**YOUR GOAL**
Using the records below, write out the line with "Phrase: shoreline" and each line after it through the final one, exactly, and only those.

-- EXCERPTED DATA follows --

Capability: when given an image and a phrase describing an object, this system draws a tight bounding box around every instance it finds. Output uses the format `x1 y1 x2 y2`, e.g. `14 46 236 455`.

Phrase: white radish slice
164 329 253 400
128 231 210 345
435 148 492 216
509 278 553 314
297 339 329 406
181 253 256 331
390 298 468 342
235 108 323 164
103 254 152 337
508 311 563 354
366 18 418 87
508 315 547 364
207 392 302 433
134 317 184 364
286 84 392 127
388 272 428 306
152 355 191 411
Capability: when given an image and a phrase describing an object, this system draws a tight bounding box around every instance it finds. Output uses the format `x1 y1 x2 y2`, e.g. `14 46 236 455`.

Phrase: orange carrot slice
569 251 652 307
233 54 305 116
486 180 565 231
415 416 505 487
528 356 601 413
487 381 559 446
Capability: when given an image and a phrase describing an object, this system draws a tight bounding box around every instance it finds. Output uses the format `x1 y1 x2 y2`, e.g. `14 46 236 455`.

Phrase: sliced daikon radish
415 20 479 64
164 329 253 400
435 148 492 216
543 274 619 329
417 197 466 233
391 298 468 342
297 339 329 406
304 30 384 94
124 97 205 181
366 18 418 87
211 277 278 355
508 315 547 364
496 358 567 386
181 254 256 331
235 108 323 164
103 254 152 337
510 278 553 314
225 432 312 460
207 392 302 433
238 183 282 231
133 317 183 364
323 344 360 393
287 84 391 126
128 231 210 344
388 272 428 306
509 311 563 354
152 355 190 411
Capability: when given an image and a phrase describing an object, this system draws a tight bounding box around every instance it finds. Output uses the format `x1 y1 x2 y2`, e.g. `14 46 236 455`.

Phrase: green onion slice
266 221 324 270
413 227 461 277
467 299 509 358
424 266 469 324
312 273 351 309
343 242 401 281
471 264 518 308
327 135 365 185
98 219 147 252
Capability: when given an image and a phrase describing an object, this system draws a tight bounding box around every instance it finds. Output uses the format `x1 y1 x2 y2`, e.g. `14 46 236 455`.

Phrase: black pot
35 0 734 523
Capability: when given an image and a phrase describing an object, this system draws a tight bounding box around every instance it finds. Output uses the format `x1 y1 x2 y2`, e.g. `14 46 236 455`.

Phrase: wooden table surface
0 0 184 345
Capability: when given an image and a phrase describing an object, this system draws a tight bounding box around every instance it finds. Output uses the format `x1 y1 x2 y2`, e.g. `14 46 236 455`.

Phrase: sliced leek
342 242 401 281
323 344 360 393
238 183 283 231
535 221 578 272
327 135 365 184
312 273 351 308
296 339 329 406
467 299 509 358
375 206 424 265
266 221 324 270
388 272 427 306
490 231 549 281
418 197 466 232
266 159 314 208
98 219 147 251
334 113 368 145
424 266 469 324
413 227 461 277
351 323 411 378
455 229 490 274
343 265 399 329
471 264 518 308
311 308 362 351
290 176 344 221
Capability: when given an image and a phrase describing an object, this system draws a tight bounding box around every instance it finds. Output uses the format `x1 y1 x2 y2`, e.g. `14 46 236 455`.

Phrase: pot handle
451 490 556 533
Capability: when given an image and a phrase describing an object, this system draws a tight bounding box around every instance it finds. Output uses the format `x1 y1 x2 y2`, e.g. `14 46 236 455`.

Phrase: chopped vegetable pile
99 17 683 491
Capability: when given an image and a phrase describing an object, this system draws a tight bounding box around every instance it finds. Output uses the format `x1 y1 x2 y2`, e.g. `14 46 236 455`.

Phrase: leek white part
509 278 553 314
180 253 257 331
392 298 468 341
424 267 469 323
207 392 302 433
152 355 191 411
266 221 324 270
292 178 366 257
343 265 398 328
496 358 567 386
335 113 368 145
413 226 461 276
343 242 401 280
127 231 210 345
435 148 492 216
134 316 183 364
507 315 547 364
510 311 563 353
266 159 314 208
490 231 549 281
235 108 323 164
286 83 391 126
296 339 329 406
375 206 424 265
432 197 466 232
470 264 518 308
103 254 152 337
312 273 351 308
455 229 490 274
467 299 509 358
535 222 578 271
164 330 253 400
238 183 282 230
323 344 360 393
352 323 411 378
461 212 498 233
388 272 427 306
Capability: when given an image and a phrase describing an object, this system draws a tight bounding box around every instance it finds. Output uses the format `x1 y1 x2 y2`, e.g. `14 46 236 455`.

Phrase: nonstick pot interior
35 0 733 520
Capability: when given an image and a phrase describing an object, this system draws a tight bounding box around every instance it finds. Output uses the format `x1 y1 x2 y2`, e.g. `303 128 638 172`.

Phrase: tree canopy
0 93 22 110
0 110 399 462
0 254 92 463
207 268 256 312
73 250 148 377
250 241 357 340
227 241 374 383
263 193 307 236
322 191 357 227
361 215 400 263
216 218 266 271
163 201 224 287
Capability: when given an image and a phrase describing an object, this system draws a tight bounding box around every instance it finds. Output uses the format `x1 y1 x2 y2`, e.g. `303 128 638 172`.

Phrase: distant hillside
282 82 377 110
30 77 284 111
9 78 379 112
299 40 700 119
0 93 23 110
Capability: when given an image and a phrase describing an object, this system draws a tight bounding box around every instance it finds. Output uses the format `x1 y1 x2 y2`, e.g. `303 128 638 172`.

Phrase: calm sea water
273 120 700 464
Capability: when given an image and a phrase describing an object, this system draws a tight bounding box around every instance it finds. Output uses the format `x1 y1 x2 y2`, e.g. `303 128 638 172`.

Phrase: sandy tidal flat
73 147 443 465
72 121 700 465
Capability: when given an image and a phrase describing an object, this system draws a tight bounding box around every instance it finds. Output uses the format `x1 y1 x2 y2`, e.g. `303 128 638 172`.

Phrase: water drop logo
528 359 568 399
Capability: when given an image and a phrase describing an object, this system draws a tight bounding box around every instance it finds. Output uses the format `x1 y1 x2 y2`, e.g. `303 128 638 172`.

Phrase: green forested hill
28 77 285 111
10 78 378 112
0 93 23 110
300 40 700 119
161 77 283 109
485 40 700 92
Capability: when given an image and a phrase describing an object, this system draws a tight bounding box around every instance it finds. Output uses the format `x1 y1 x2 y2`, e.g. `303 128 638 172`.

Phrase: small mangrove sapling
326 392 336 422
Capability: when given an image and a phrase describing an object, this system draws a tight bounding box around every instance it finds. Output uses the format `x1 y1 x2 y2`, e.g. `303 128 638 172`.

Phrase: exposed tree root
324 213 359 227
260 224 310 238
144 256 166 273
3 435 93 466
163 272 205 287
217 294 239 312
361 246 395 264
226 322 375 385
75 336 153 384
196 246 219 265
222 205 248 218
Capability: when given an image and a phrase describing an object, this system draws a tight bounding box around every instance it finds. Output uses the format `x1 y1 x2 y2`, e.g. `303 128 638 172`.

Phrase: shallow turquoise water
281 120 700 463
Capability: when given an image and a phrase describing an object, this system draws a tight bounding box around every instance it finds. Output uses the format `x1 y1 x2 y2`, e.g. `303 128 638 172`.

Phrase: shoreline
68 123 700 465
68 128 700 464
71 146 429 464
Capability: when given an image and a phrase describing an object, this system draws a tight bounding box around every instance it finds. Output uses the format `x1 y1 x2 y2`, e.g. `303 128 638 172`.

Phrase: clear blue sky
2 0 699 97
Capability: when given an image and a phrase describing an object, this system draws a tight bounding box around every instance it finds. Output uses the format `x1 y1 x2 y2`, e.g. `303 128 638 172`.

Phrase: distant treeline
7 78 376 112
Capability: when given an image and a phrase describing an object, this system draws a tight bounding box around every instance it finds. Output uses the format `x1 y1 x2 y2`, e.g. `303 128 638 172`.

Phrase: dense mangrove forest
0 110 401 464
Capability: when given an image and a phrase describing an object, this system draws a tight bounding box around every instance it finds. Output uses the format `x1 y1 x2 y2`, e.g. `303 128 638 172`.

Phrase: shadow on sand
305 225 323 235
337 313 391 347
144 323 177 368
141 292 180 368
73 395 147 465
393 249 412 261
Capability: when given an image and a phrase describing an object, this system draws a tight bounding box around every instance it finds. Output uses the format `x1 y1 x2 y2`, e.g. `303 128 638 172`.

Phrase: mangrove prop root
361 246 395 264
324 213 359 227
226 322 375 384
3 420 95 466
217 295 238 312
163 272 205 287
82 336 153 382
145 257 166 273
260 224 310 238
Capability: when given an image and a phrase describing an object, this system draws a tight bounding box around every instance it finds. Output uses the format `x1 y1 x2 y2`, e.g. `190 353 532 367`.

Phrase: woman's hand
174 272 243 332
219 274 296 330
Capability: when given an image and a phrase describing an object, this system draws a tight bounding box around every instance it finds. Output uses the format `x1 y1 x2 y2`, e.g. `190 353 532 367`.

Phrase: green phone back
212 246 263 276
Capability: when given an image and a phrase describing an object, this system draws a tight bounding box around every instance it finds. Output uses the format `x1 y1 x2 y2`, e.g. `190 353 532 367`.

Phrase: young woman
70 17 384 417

-- EXCERPTED DATA concluded --

**WRITTEN SOLUTION**
Phrase: shoreline
68 123 700 465
68 128 700 464
71 146 429 464
Capability: when given an image and a phrase describing an object, this system draws a tight bounding box around every instance it finds. Output uses the format `x1 y1 x2 y2`, e.g. `303 128 638 172`.

Phrase: clear blue sky
2 0 699 97
Capability: when given an image and a phrase describing an object, this system draws a tight bounding box around every instance it finds. Output uses the format `x1 y1 x2 y2`, e.g. `303 128 638 172`.

Phrase: distant treeline
7 78 376 112
Capability: when given an image and a phrase describing an object, this system draws a tight bounding box around every instance it finds. Output uses the format `x1 y1 x2 y2`, e.g. `303 128 638 172`.

Phrase: dense mangrove forest
0 110 401 464
Capability: when given an image and a phrase describing an object, this system draws a tight bounding box around every instance it finds. Output uses the format `x1 y1 x2 y2`, e.g. `303 128 638 172`.

Phrase: shadow on sand
305 225 323 235
337 313 391 347
144 323 177 368
141 292 180 368
73 395 147 465
393 249 412 261
Capability: when given an image and a phrase describing an object, this system draws a tight bounding box around every instance it finds. Output uses the format `x1 y1 x2 y2`, e.g. `303 128 638 172`.

Phrase: mangrove prop root
361 246 395 264
324 213 359 227
226 322 375 384
3 420 95 466
217 295 238 312
163 272 205 287
82 336 153 382
145 257 166 273
260 224 310 238
Capability: when given an image and a phrase describing an object, this system draws a tight bounding box around every instance it finds. Output uses the format `x1 y1 x2 y2`, e.g. `190 353 532 367`.

Phrase: woman's hand
174 272 243 332
219 274 296 330
Capability: when given an image and a phrase describing an object, this system draws a tight bounding box around every instance it finds. Output uses the format `x1 y1 x2 y2`, e.g. `190 353 532 367`.

Phrase: green phone back
212 246 263 276
Capability: when given an image and a phrase describing an object, this system draws a tight bounding box around every instance it finds. Output uses the format `x1 y1 x2 y2`, e.g. `190 353 532 367`.

Phrase: young woman
70 17 384 417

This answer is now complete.